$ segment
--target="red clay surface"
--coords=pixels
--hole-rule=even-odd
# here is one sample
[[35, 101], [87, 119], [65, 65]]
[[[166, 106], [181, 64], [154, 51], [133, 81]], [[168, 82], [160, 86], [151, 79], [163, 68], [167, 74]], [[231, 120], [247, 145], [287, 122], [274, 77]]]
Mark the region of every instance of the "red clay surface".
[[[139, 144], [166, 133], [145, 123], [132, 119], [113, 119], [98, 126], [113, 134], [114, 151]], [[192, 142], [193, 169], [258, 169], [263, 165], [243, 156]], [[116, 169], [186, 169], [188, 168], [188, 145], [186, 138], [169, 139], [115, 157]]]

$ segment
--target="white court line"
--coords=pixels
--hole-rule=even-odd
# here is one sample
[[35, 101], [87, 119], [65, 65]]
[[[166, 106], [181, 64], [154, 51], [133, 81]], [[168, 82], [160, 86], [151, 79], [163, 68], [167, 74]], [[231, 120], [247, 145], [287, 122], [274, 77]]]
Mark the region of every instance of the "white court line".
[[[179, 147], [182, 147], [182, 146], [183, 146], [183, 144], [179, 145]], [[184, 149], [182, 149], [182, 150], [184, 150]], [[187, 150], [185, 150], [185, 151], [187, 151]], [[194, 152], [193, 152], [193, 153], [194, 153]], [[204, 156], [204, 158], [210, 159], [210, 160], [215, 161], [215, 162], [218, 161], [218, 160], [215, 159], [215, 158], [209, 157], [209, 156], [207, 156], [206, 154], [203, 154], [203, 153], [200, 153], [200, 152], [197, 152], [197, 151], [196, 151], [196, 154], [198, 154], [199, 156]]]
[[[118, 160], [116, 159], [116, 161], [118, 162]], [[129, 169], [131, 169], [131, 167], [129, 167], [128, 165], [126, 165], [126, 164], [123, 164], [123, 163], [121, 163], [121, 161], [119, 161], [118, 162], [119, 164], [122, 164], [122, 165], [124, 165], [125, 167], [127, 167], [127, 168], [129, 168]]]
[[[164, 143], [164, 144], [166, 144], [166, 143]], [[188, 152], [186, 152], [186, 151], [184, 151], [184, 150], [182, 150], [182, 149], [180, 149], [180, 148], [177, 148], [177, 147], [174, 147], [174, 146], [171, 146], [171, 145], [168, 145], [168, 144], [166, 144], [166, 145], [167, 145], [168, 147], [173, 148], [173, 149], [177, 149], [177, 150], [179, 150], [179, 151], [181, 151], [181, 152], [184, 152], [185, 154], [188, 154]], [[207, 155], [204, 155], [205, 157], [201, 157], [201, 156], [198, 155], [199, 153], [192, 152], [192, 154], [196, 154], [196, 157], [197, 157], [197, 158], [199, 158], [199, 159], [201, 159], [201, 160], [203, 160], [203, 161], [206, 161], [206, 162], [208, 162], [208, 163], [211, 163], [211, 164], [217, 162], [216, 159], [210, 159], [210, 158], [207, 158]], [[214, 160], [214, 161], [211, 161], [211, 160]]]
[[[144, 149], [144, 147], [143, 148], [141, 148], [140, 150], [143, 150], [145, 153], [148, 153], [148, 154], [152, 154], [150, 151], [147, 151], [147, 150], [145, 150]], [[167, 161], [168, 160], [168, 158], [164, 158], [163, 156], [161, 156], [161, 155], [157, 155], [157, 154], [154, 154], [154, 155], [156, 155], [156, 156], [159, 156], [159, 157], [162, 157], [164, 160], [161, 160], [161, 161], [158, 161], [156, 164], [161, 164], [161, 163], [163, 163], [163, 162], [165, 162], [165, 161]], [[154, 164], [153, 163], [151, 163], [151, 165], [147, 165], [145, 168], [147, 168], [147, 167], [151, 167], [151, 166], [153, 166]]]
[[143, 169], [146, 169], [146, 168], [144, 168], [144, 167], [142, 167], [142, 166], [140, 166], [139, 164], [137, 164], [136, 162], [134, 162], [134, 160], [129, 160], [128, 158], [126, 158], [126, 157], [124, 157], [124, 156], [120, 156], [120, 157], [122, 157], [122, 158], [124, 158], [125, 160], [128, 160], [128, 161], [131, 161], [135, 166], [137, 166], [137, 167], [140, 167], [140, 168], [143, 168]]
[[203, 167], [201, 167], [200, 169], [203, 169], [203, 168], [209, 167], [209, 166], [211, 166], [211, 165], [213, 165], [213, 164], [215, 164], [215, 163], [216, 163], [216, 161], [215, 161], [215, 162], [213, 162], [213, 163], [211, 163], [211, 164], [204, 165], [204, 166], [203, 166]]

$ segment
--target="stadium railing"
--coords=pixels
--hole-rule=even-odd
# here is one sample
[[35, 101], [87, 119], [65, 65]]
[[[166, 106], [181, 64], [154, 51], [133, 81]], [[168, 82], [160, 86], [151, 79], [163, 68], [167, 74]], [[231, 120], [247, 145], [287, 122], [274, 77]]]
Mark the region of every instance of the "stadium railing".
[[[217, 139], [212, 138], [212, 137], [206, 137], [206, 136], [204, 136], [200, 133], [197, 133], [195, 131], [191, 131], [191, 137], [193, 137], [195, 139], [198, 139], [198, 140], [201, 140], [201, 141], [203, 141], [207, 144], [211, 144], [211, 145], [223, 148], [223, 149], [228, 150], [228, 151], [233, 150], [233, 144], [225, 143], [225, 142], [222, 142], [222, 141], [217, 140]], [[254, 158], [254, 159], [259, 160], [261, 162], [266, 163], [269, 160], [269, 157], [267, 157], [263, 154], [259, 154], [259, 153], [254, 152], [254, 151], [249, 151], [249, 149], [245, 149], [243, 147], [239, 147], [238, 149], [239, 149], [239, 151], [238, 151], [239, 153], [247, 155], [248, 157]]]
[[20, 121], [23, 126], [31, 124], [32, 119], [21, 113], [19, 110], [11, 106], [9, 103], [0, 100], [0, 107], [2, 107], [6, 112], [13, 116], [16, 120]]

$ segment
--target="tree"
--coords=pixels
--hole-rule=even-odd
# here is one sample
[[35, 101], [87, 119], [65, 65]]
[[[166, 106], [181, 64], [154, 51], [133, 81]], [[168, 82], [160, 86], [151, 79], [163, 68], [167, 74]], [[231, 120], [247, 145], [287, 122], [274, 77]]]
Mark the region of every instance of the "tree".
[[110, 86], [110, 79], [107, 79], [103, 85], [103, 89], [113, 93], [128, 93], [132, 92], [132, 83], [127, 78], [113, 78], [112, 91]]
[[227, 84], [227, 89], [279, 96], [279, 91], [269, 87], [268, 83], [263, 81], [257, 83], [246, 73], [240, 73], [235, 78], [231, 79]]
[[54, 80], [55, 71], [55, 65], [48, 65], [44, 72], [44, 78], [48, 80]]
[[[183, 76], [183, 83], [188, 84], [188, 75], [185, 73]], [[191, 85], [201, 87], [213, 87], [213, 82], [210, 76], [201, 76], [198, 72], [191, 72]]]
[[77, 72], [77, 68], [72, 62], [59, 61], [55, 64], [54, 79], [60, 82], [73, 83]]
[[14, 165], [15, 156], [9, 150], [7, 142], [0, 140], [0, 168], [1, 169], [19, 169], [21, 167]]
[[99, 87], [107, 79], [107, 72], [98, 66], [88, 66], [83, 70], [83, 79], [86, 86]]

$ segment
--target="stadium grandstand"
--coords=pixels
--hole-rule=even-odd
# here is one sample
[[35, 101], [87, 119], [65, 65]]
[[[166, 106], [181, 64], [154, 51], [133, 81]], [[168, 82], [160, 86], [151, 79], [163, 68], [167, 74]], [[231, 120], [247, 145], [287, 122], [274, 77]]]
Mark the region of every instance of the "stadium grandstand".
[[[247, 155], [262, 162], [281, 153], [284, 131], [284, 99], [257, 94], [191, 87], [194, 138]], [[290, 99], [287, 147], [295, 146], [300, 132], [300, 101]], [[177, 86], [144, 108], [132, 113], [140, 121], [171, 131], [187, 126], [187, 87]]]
══════
*DO THIS*: Express every line from the beginning of the listing through the line containing "139], [115, 157]]]" as a JSON list of strings, one string per line, with blank lines omitted.

*SOLUTION*:
[
  "$ segment",
  "--target=\"red clay surface\"",
  "--coords=pixels",
  "--hole-rule=even-odd",
  "# here is one sample",
  "[[35, 101], [87, 119], [65, 65]]",
  "[[[166, 106], [181, 64], [154, 51], [133, 81]], [[168, 82], [160, 86], [151, 79], [163, 68], [167, 74]], [[231, 120], [247, 145], [287, 122], [274, 77]]]",
  "Mark the region of every instance of the \"red clay surface\".",
  "[[[139, 144], [166, 133], [145, 123], [132, 119], [113, 119], [98, 126], [113, 134], [114, 151]], [[192, 142], [193, 169], [258, 169], [263, 165], [243, 156]], [[116, 169], [186, 169], [188, 168], [188, 145], [186, 138], [169, 139], [115, 157]]]"
]